**SET PROBLEM A**
Reproduce verbatim the lines of the listing below, starting at the line that contains "task | mark one point on each instance of the warm" and ending at the final line of the listing, with both of those lines included.

**EXCERPTED TEXT**
----------

Looking for good news in Guyana

Some people have found it funny when the President accused the private media like Kaiteur News of giving Guyana a bad name because of the promotion of bad news. The Government is concerned that tourists and diaspora people have a bad impression of Guyana because

I think many Guyanese living here also have a bad impression of Guyana, though I am not sure how much reading the news in the President's favourite papers will change that.  Many of the people who have left Guyana think those who stay are either crazy, or that they are martyrs or as some have told me, I am not good enough to make it 'over there'

So.. how do we survive in Guyana? How do we thrive in Guyana? How do we bury the bad news in the bottom pages of our minds and our lives and pretend that every time that the presidential promises and exhalations and flatulent outbursts will be the good news which will enable us to enjoy life here.


As I write  this, I hear that a PPP MP thinks that Movado is good for Guyana. This is probably good news for some Guyanese, while for people like me who celerbated good news when the Government banned him last  year, it is a celebration of the legacy of Cheddi Jagan that one PPP member will vest violence on Guyana when another tried to counter act it. I wonder how the PPP feel about violent lyrics and whether they sanction their members who promote violence in the country.


I have met through Couchsurfing many people who have come to Guyana because no one has as yet, and Guyana is the unknown destination, These people do not necessarily read newspapers and seek to make contact with local people. Vicky Baker wrote about this last year in the Guardian.

Like the President's online reading potential visitors, I am also bothered by the bad news and I want to go to places with good news. But it is difficult, unless i just attend the LCDs consultations around the place and then I will get the nice warm fuzzy feeling that something 'wonderful' will happen like after the Constitutional Reform and the National Development Strategy and the poverty reduction strategy.

----------

**MATERIAL SHOWN**
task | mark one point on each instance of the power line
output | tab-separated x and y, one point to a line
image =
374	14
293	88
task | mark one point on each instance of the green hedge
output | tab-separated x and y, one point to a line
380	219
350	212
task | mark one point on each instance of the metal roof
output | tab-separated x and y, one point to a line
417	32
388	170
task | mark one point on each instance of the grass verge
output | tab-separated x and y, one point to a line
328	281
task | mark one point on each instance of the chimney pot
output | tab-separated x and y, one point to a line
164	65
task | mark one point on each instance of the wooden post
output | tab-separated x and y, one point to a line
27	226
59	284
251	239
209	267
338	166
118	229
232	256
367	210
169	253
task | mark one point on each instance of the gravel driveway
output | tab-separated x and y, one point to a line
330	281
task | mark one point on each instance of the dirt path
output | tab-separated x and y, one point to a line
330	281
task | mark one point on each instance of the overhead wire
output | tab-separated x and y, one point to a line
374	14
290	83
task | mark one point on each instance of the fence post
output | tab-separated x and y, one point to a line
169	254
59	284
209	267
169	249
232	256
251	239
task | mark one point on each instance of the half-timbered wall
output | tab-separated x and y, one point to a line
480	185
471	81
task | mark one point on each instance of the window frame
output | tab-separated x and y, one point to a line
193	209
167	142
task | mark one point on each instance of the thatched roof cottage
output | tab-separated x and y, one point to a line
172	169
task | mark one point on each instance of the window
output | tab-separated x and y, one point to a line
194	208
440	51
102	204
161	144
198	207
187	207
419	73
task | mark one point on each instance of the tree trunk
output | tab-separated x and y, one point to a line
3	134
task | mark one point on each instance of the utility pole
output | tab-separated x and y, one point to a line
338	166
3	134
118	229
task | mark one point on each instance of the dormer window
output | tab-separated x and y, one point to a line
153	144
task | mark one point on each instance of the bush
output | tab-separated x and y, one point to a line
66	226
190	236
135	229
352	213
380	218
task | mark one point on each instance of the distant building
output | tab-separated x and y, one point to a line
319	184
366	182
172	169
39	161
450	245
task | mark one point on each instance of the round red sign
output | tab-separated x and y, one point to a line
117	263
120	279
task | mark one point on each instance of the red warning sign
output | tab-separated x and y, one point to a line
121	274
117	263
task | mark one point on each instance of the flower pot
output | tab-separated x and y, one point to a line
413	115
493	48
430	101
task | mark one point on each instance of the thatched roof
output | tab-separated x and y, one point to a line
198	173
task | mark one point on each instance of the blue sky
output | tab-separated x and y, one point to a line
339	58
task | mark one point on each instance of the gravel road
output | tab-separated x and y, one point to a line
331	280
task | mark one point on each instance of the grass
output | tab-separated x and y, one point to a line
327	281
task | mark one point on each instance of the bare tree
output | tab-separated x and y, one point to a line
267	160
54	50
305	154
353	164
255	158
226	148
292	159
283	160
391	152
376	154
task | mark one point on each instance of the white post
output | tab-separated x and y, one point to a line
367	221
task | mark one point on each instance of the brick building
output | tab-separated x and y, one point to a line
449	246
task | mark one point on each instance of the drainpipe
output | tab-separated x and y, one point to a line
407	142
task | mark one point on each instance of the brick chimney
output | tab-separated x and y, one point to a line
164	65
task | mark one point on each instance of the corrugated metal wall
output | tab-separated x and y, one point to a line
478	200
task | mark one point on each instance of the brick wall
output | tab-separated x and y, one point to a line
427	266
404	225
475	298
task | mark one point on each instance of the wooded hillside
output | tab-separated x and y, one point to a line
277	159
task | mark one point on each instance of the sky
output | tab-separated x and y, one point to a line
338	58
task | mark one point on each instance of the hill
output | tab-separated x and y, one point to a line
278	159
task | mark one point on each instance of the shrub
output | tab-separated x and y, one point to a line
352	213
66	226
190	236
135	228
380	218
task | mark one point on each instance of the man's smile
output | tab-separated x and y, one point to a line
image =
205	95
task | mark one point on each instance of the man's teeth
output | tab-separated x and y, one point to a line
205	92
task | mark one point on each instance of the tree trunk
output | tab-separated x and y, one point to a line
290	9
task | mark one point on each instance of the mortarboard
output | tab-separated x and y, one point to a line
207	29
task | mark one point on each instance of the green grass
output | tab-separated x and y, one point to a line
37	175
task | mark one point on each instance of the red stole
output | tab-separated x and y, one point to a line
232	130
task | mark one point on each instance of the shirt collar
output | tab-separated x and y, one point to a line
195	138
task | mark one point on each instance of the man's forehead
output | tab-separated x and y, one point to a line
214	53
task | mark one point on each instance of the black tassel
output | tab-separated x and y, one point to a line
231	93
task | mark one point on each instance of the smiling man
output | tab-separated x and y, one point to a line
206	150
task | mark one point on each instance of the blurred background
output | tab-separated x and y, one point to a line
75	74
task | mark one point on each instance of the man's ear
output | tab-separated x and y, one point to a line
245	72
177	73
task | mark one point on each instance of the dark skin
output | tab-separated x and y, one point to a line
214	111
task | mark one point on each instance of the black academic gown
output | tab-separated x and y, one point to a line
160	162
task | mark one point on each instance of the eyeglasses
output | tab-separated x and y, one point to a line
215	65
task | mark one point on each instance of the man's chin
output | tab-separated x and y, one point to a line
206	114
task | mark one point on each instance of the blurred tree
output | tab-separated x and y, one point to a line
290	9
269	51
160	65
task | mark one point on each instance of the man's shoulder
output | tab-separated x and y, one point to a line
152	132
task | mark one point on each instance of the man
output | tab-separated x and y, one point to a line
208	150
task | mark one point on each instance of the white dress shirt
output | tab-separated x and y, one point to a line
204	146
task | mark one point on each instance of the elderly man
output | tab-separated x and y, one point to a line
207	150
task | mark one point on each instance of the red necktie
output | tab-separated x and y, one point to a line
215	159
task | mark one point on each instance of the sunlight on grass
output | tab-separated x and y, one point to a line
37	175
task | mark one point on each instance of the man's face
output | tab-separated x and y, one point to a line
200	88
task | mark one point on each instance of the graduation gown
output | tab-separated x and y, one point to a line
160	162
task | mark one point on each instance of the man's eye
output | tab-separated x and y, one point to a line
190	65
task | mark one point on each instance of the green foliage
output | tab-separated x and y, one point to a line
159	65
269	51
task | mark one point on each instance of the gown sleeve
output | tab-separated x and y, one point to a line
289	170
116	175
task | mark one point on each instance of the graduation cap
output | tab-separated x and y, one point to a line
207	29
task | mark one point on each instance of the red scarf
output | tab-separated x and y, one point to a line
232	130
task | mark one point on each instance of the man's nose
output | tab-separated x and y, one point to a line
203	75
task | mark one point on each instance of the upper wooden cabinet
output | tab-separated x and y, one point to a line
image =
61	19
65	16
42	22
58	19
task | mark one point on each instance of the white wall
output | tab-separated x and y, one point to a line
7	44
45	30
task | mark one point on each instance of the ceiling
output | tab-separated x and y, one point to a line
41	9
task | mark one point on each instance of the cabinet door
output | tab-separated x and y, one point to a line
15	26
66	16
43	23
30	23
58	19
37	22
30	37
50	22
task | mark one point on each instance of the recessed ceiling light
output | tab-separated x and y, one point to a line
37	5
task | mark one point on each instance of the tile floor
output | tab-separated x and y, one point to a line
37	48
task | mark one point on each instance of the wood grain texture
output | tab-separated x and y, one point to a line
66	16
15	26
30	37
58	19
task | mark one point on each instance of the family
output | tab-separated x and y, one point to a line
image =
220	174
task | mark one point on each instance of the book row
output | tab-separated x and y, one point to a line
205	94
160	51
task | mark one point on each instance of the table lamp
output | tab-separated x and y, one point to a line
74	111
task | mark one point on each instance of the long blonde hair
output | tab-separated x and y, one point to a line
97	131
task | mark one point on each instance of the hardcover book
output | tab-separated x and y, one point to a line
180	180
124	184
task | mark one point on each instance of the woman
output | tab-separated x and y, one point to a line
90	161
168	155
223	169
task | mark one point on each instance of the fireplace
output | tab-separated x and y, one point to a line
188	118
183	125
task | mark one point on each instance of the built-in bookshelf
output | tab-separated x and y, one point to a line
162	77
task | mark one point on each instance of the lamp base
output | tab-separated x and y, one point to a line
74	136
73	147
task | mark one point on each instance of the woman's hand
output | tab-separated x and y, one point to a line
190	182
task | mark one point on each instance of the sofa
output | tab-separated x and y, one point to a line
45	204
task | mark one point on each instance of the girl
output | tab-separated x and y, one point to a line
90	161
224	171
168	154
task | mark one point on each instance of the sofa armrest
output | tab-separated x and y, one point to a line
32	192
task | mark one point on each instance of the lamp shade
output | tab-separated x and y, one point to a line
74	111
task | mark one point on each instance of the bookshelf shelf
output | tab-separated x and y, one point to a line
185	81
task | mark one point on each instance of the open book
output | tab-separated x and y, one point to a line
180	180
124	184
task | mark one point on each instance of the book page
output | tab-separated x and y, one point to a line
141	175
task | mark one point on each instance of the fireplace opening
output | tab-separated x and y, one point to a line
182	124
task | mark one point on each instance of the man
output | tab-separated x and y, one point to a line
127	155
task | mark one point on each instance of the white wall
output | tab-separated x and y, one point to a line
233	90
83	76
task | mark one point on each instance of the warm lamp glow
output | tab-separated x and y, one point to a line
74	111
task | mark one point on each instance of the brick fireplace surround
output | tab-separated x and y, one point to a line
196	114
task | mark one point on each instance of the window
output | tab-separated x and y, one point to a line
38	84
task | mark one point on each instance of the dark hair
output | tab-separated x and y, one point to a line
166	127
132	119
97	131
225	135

----------

**SET PROBLEM B**
Carry on the commentary about bad news in Guyana from the point where it stops.

**EXERCISE RESPONSE A**
task | mark one point on each instance of the warm lamp glow
output | tab-separated x and y, one point to a line
74	111
task | mark one point on each instance of the brick fireplace surround
output | tab-separated x and y, one point to a line
196	114
task | mark one point on each instance of the window
output | tab-separated x and y, one point to a line
38	84
task | mark one point on each instance of the dark hair
output | tab-separated x and y, one point to a line
166	127
132	119
97	131
225	135

**EXERCISE RESPONSE B**
The trick though, about living in Guyana is that because you are in no control of the newspapers, or the bad news . is that you have to make the good news for yourself. You have to find it, and think of it. So for every child rapist who is not punished, you have to think of the hundreds of fathers who are looking after their children as best as they could. You have to think when you hear that the PPP and PNC want to keep beating children in school, like slave days, of the many parents and teachers who are not beating their children and who are open to looking at our history of violence to children.

There are many people in this country who make good news... they try to help teach children to read, they try to resist the crime in their communities, there are young people who decide not to pick up guns no matter what. There are good people who look after other people without looking for returns, even as others will rob and kill.  There are people who do not just accept the bad news, but are actively working to change things all the time.

There must be children learning to walk and talk, people doing things for the first time which they never did before so as to develop their potential, with or without anyone's help. This stuff rarely makes it to the news. But those of us, who live here out of choice.. we know it exists. Or else we would not be here.. and we are glad when people who are like us want to come and experience what we experience .. the anger and depression at the bad news and the joys at the good news which we make for ourselves..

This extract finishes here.